[FOM] Remedial mathematics?

Jeremy Shipley jeremyrshipley at gmail.com
Mon May 23 22:11:44 EDT 2011

Tim, I wonder if you will indulge a philosophy graduate student who is
ignorant of many things fom by considering to the following (very
humbly and nervously submitted) comment.

I have a fondness for the following (maybe too cute) way of labeling
the positions taken by Frege and Hilbert in their old dispute over the
foundations of geometry, a dispute I have done some thinking and
writing about in the process of developing my philosophical views.

Existentialism (Frege): Existence (ie, intuition of logical and
geometric objects) precedes essence (ie, consistent axiomatic

Essentialism (Hilbert): Essence precedes existence.

If I understand, you are suggesting that, according to mathematical
standards, de re intuitions of Z, N, etc may be used to establish
consistency results: i.e., that Frege's existentialism (if not his
logicist reduction of arithmetic) and not Hilbert's essentialism has
carried the day among mathematicians. I am not sure this conclusion
can be drawn from consideration of contexts in which pedagogical
factors are at play, in which "concrete" examples may be given because
they are psychologically prior (in developing the student's "feel" for
the definition) and not necessarily because the examples are prior
ontologically, epistemologically, or logically. In any case, it
strikes me as odd that fom practitioners should appeal to
existentialism, even if it is accepted in ordinary mathematical
reasoning. I would have thought that even if ordinary mathematics is
existentialist, most fom practitioners would be essentialist.

• [PROBLEM 1] How many lines in the entries below contain the string "background"? Give only the number.

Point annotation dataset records
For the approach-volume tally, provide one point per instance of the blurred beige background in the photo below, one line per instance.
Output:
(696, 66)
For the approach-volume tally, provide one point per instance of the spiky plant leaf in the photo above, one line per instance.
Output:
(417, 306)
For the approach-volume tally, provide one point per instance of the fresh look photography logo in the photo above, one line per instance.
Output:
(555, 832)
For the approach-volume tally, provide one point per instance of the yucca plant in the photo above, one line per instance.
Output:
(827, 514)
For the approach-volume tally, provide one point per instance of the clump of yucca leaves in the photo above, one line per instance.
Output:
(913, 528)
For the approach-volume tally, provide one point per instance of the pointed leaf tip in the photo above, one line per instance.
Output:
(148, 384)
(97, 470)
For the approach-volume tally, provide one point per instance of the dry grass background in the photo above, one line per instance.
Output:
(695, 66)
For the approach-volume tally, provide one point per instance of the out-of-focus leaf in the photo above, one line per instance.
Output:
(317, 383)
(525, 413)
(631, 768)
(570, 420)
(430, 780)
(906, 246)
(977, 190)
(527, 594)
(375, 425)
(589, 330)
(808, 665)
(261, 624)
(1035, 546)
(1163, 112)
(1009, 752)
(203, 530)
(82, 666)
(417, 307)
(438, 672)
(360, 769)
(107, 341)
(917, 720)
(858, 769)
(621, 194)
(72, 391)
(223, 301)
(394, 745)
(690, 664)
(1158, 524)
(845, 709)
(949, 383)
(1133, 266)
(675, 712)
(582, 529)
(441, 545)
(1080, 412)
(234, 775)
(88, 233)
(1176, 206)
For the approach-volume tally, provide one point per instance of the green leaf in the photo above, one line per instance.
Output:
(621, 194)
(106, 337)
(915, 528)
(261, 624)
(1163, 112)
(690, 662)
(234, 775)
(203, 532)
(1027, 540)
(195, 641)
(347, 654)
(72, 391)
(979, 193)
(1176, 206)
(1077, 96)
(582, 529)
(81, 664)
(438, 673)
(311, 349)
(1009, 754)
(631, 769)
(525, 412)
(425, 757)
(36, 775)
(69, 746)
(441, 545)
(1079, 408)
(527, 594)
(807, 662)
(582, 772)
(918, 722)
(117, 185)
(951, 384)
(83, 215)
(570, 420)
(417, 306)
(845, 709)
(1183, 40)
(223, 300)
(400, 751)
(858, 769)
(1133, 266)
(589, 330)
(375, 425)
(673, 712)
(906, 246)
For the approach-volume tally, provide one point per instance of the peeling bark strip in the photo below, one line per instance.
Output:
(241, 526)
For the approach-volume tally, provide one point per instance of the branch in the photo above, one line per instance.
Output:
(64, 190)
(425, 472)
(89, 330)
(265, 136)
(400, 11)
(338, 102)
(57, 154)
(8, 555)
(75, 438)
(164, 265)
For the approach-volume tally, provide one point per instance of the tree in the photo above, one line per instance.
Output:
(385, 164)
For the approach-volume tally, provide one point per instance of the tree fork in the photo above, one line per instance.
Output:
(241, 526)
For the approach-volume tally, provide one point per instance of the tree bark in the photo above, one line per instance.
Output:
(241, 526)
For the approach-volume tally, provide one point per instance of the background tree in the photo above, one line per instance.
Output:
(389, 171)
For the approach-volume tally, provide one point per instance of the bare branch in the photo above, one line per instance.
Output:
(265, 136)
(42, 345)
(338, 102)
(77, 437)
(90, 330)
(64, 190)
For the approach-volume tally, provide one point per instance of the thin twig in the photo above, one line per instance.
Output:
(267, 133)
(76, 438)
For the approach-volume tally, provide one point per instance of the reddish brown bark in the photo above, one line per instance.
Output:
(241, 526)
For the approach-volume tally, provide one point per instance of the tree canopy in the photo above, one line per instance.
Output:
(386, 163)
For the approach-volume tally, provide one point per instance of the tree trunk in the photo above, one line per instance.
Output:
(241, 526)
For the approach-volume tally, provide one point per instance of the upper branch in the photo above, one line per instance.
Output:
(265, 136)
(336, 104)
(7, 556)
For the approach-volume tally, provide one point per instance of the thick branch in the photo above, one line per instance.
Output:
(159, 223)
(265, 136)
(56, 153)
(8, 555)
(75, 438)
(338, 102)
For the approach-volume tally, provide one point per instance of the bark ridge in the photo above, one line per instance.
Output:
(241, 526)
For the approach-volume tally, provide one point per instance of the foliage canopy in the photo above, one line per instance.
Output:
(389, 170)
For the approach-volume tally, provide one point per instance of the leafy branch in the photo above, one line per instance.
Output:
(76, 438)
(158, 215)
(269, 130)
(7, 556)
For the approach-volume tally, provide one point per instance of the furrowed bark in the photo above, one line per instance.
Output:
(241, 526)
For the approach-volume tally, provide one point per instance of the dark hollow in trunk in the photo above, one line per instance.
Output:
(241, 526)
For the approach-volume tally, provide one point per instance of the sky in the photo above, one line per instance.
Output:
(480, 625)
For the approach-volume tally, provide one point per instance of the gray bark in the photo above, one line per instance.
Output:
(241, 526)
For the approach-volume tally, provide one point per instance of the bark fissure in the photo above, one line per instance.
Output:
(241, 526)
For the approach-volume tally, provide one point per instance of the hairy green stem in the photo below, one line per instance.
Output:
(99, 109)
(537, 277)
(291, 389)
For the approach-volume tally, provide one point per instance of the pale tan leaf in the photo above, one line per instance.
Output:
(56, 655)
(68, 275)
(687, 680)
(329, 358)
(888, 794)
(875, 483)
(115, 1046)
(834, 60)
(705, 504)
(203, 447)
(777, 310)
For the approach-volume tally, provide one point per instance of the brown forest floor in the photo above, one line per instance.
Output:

• [PROBLEM 2] Reproduce the full forum post on remedial mathematics word for word.

• [EXPECTED ANSWER 1] 3

• [EXPECTED ANSWER 2]
[FOM] Remedial mathematics?

Jeremy Shipley jeremyrshipley at gmail.com
Mon May 23 22:11:44 EDT 2011

Tim, I wonder if you will indulge a philosophy graduate student who is
ignorant of many things fom by considering to the following (very
humbly and nervously submitted) comment.

I have a fondness for the following (maybe too cute) way of labeling
the positions taken by Frege and Hilbert in their old dispute over the
foundations of geometry, a dispute I have done some thinking and
writing about in the process of developing my philosophical views.

Existentialism (Frege): Existence (ie, intuition of logical and
geometric objects) precedes essence (ie, consistent axiomatic

Essentialism (Hilbert): Essence precedes existence.

If I understand, you are suggesting that, according to mathematical
standards, de re intuitions of Z, N, etc may be used to establish
consistency results: i.e., that Frege's existentialism (if not his
logicist reduction of arithmetic) and not Hilbert's essentialism has
carried the day among mathematicians. I am not sure this conclusion
can be drawn from consideration of contexts in which pedagogical
factors are at play, in which "concrete" examples may be given because
they are psychologically prior (in developing the student's "feel" for
the definition) and not necessarily because the examples are prior
ontologically, epistemologically, or logically. In any case, it
strikes me as odd that fom practitioners should appeal to
existentialism, even if it is accepted in ordinary mathematical
reasoning. I would have thought that even if ordinary mathematics is
existentialist, most fom practitioners would be essentialist.